RAW RECORDS
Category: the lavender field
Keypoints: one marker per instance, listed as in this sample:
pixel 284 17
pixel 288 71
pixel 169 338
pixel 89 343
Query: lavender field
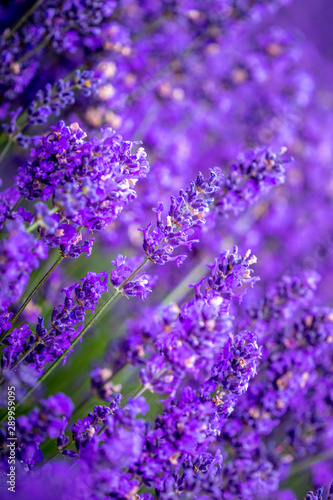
pixel 166 249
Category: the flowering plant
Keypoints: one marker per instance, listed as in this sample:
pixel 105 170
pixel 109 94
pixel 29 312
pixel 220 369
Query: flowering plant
pixel 145 147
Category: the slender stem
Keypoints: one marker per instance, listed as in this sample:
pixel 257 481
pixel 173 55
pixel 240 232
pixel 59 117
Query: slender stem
pixel 37 222
pixel 22 20
pixel 5 150
pixel 31 295
pixel 90 323
pixel 41 45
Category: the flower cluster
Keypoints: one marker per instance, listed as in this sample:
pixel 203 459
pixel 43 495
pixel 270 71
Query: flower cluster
pixel 35 349
pixel 216 389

WHAT YOU WILL DO
Copy out all of the records above verbatim, omitting the pictures.

PROBLEM SOLUTION
Category: the lavender field
Keypoints: one marker per instance, listed as in this sample:
pixel 284 17
pixel 288 71
pixel 169 338
pixel 89 343
Query: lavender field
pixel 166 249
Category: the flowering plant
Keypoints: one marker per instance, listed as in this sample:
pixel 105 170
pixel 109 94
pixel 29 312
pixel 220 369
Query: flowering plant
pixel 145 147
Category: the slender stem
Keypoints: one marker per instance, listed as in this sample:
pixel 257 481
pixel 173 55
pixel 240 232
pixel 59 117
Query: slender stem
pixel 37 222
pixel 22 20
pixel 5 150
pixel 31 295
pixel 90 323
pixel 41 45
Category: the flower cluster
Keypoints: one marker per instance, listed as in this sample:
pixel 203 459
pixel 43 495
pixel 270 71
Query: flower cluster
pixel 35 349
pixel 216 389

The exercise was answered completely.